» Raw data:
----------------------------------------

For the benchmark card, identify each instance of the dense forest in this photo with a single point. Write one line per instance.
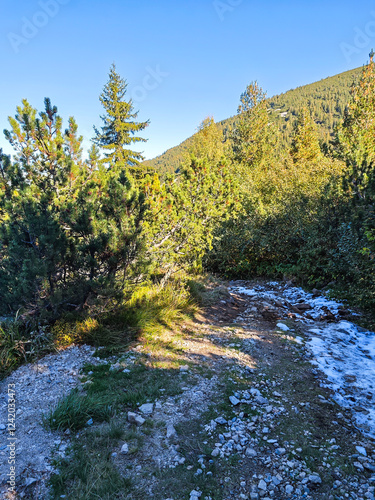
(326, 100)
(95, 246)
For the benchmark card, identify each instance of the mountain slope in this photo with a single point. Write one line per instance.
(326, 98)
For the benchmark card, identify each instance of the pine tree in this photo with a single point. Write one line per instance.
(207, 142)
(184, 211)
(305, 144)
(119, 125)
(254, 138)
(356, 134)
(69, 229)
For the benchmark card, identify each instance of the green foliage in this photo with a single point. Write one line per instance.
(75, 410)
(20, 343)
(315, 219)
(183, 212)
(88, 473)
(254, 138)
(326, 99)
(207, 142)
(119, 125)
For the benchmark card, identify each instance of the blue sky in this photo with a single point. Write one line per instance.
(183, 60)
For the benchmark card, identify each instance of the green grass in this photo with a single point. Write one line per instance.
(21, 343)
(88, 472)
(74, 411)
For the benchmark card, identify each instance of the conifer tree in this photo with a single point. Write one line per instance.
(69, 229)
(119, 128)
(208, 142)
(184, 211)
(356, 134)
(305, 144)
(254, 138)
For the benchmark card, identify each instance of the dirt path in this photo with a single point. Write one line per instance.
(230, 407)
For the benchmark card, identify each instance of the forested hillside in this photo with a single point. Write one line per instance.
(95, 249)
(326, 99)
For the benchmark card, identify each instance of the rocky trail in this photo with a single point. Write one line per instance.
(268, 394)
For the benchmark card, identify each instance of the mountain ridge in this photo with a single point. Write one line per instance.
(326, 98)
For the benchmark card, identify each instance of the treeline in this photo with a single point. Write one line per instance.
(326, 100)
(308, 211)
(103, 237)
(78, 234)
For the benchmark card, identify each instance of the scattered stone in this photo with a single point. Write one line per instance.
(314, 479)
(220, 420)
(289, 489)
(147, 408)
(195, 494)
(133, 418)
(361, 450)
(30, 480)
(234, 400)
(262, 485)
(283, 327)
(171, 431)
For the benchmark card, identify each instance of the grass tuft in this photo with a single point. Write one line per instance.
(75, 410)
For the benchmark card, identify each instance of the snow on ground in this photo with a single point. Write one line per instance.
(342, 350)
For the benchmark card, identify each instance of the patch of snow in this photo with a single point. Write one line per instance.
(283, 327)
(342, 350)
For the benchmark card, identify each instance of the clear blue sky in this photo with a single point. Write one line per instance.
(183, 59)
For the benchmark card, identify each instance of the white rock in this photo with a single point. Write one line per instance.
(289, 489)
(133, 418)
(261, 400)
(280, 451)
(262, 485)
(234, 400)
(124, 449)
(30, 480)
(171, 431)
(360, 450)
(195, 494)
(147, 408)
(283, 327)
(220, 420)
(315, 479)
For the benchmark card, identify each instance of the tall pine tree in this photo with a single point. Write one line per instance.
(119, 125)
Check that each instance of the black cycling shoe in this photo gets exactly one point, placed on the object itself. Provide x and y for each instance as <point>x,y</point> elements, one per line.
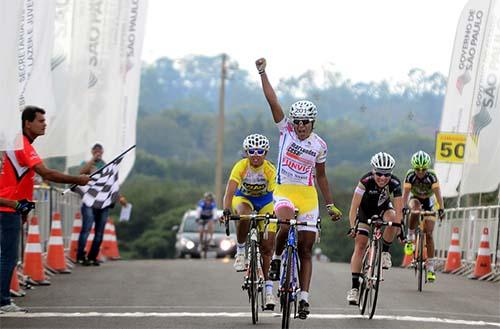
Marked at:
<point>303,309</point>
<point>274,270</point>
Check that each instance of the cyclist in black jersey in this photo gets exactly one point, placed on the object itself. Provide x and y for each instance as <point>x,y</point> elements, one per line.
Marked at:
<point>372,196</point>
<point>420,185</point>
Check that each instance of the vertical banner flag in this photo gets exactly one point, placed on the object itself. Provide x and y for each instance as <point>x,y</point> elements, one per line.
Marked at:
<point>132,45</point>
<point>462,81</point>
<point>10,124</point>
<point>70,80</point>
<point>482,152</point>
<point>105,87</point>
<point>116,34</point>
<point>34,52</point>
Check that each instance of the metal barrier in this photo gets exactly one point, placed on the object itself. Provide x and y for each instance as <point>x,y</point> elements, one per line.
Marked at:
<point>50,200</point>
<point>470,222</point>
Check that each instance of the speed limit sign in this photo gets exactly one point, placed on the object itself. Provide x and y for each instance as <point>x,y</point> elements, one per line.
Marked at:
<point>450,147</point>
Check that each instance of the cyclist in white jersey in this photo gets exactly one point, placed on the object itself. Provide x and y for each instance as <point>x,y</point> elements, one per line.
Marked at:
<point>301,161</point>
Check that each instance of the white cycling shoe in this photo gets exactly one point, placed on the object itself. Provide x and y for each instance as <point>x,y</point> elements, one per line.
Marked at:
<point>239,263</point>
<point>353,296</point>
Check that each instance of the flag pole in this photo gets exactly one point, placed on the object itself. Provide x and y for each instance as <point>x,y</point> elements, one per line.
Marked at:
<point>101,169</point>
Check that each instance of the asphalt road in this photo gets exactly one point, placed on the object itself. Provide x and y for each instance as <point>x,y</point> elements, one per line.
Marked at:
<point>207,294</point>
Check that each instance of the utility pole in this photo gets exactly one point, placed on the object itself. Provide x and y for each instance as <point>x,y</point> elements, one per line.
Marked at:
<point>220,135</point>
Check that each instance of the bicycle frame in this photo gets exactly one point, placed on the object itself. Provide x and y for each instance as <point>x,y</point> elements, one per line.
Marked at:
<point>289,285</point>
<point>254,277</point>
<point>371,270</point>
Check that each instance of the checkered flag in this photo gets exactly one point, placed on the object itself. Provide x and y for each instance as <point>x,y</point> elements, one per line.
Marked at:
<point>103,189</point>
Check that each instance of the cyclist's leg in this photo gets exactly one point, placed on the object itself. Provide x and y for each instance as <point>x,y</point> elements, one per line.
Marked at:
<point>389,215</point>
<point>415,205</point>
<point>360,243</point>
<point>242,207</point>
<point>267,245</point>
<point>306,242</point>
<point>429,242</point>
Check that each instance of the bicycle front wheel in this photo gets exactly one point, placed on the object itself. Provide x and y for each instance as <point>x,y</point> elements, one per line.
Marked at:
<point>363,286</point>
<point>374,278</point>
<point>254,281</point>
<point>420,260</point>
<point>285,296</point>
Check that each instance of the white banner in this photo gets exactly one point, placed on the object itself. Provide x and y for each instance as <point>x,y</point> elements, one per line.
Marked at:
<point>116,37</point>
<point>70,80</point>
<point>10,124</point>
<point>34,52</point>
<point>105,82</point>
<point>134,37</point>
<point>462,81</point>
<point>482,157</point>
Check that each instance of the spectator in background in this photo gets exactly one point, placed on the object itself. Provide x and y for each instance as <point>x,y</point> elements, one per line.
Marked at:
<point>16,183</point>
<point>93,215</point>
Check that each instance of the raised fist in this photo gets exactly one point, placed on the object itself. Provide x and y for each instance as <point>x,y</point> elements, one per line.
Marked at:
<point>261,65</point>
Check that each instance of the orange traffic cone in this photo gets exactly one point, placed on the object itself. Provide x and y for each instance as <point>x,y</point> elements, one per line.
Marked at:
<point>77,227</point>
<point>90,239</point>
<point>483,260</point>
<point>15,289</point>
<point>453,260</point>
<point>109,245</point>
<point>55,254</point>
<point>33,255</point>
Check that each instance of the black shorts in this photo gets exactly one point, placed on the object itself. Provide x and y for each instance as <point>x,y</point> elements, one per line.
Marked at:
<point>427,203</point>
<point>363,216</point>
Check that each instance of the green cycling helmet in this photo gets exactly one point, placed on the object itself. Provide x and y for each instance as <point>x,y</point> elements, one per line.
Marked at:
<point>420,160</point>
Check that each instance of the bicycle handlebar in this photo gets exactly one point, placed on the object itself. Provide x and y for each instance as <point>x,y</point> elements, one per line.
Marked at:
<point>423,212</point>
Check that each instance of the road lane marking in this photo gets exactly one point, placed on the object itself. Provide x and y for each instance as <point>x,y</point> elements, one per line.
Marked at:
<point>191,308</point>
<point>245,314</point>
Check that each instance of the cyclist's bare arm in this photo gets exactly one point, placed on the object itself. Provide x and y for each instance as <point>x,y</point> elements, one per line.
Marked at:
<point>439,197</point>
<point>231,187</point>
<point>323,183</point>
<point>271,97</point>
<point>398,204</point>
<point>355,203</point>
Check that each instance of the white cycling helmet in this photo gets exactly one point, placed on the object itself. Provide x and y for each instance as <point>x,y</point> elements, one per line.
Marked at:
<point>303,110</point>
<point>256,141</point>
<point>383,162</point>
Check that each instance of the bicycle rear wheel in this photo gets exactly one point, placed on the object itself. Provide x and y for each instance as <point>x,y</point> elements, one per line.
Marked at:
<point>286,290</point>
<point>420,260</point>
<point>374,278</point>
<point>253,289</point>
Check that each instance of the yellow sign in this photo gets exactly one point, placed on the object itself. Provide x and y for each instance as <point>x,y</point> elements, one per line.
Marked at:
<point>450,147</point>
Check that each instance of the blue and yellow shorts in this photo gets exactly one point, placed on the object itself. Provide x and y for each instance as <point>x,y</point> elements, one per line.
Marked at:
<point>261,204</point>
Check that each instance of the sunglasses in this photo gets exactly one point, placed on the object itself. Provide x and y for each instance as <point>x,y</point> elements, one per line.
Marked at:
<point>303,121</point>
<point>256,151</point>
<point>380,174</point>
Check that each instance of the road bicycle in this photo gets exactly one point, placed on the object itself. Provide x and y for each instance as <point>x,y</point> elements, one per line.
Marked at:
<point>289,284</point>
<point>418,262</point>
<point>253,281</point>
<point>371,270</point>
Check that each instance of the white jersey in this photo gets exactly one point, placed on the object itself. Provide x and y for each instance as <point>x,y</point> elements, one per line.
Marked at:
<point>297,159</point>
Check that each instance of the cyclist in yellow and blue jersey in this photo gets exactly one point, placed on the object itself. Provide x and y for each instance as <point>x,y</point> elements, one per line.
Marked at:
<point>250,188</point>
<point>301,163</point>
<point>421,183</point>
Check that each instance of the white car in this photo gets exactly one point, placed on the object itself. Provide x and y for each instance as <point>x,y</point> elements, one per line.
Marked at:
<point>188,238</point>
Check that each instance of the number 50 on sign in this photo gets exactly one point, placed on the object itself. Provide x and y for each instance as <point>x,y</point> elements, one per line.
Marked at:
<point>450,147</point>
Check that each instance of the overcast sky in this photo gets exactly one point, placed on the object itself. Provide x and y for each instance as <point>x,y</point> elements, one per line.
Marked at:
<point>364,40</point>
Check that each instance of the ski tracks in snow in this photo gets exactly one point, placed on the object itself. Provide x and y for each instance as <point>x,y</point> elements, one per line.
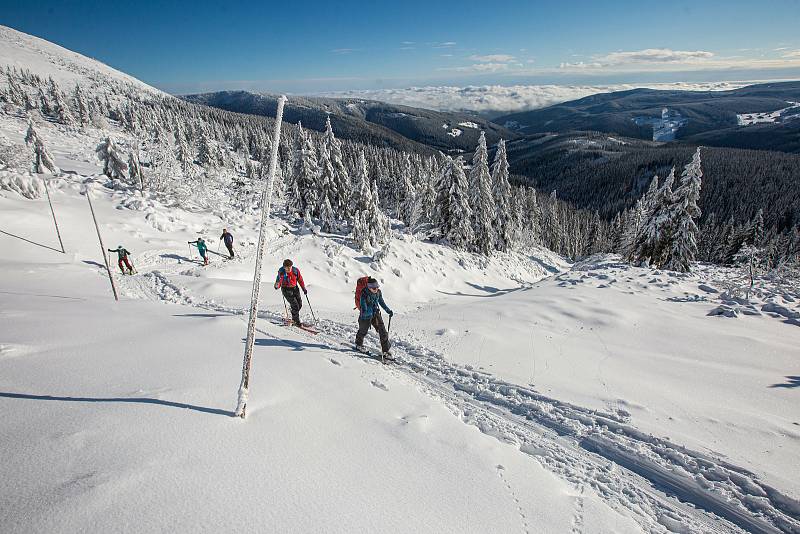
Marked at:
<point>663,486</point>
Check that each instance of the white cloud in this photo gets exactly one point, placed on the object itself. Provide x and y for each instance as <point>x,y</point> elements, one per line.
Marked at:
<point>665,59</point>
<point>479,67</point>
<point>493,58</point>
<point>655,55</point>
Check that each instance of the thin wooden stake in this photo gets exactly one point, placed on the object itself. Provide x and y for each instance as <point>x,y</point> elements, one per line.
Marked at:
<point>266,200</point>
<point>102,246</point>
<point>55,222</point>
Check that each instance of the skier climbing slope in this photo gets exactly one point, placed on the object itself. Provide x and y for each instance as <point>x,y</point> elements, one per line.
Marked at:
<point>122,259</point>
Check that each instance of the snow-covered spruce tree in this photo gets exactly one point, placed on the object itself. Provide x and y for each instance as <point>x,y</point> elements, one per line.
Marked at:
<point>750,257</point>
<point>114,165</point>
<point>425,201</point>
<point>596,241</point>
<point>525,201</point>
<point>81,104</point>
<point>458,228</point>
<point>42,159</point>
<point>135,170</point>
<point>501,189</point>
<point>652,243</point>
<point>306,174</point>
<point>44,104</point>
<point>60,107</point>
<point>482,200</point>
<point>326,191</point>
<point>755,231</point>
<point>377,221</point>
<point>361,200</point>
<point>616,231</point>
<point>340,179</point>
<point>553,233</point>
<point>408,194</point>
<point>683,234</point>
<point>636,220</point>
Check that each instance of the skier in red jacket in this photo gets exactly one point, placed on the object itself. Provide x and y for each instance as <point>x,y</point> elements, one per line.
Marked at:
<point>288,279</point>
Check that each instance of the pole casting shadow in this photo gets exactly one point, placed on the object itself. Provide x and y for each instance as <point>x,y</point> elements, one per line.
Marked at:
<point>132,400</point>
<point>29,241</point>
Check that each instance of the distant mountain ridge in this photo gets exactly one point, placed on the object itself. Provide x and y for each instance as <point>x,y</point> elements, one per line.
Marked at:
<point>712,117</point>
<point>368,121</point>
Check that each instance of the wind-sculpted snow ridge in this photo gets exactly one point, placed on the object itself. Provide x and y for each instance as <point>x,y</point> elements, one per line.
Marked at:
<point>664,486</point>
<point>25,51</point>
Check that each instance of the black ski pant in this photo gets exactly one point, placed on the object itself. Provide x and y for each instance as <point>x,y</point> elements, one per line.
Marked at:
<point>375,321</point>
<point>292,296</point>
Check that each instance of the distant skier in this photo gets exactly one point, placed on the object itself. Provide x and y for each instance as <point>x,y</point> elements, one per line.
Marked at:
<point>227,238</point>
<point>369,298</point>
<point>288,279</point>
<point>202,248</point>
<point>122,259</point>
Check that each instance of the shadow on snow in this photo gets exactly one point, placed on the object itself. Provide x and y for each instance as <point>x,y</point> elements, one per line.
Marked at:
<point>131,400</point>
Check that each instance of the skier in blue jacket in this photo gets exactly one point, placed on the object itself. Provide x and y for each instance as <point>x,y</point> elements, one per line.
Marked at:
<point>227,238</point>
<point>371,299</point>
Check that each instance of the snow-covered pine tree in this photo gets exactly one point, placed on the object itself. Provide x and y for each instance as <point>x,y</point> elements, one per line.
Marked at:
<point>408,193</point>
<point>44,104</point>
<point>652,243</point>
<point>616,231</point>
<point>84,114</point>
<point>135,170</point>
<point>636,220</point>
<point>114,165</point>
<point>683,234</point>
<point>482,200</point>
<point>526,202</point>
<point>42,159</point>
<point>501,189</point>
<point>60,106</point>
<point>340,177</point>
<point>755,232</point>
<point>425,202</point>
<point>306,174</point>
<point>459,214</point>
<point>326,190</point>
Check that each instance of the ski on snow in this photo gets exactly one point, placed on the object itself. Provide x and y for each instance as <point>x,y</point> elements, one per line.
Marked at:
<point>374,355</point>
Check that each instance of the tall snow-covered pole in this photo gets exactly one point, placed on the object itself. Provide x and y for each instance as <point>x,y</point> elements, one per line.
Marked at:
<point>266,200</point>
<point>55,222</point>
<point>102,246</point>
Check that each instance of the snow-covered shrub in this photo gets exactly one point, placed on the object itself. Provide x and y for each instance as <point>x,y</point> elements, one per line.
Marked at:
<point>27,185</point>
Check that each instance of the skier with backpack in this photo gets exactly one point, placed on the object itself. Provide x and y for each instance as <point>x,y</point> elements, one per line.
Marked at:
<point>368,297</point>
<point>288,279</point>
<point>202,248</point>
<point>122,259</point>
<point>227,238</point>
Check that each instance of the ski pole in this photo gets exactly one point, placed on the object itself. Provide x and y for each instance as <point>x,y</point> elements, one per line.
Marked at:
<point>312,309</point>
<point>285,305</point>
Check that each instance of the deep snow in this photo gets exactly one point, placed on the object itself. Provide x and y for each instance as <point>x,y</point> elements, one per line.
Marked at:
<point>529,395</point>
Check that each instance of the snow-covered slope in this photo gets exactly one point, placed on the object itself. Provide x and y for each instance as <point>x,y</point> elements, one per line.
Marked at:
<point>22,51</point>
<point>529,394</point>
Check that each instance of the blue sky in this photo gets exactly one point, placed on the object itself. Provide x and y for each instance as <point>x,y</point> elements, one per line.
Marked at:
<point>311,45</point>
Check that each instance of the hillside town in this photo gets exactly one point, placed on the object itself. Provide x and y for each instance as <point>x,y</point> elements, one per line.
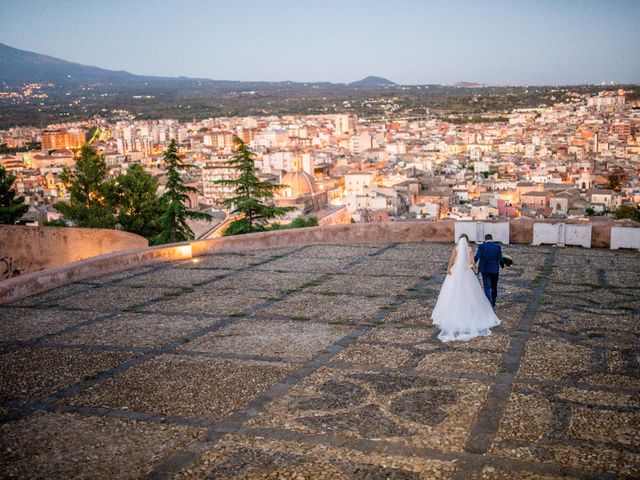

----------------------------------------

» Work to be completed:
Reproduce the listing verbatim from the line containing "Check that each instance of the snow-covered slope" through the end of the listing, including both ends. Leave the pictures out of your answer.

» Written reply:
Check that each instance of the snow-covered slope in this photo gets exactly one point, placed on the object itself. Provide x and y for each instance as <point>x,y</point> elements, one per line.
Marked at:
<point>22,51</point>
<point>529,394</point>
Check that each instance of the blue sky in this photo gets exactly one point, placed on the object itself. Provide x and y for each instance as <point>x,y</point> elements, one per line.
Marked at:
<point>311,45</point>
Check that each instance of the hillside town in this photo gets exactly one point, placed on the object itself. Provide x and y for each instance as <point>x,y</point> elements, one per line.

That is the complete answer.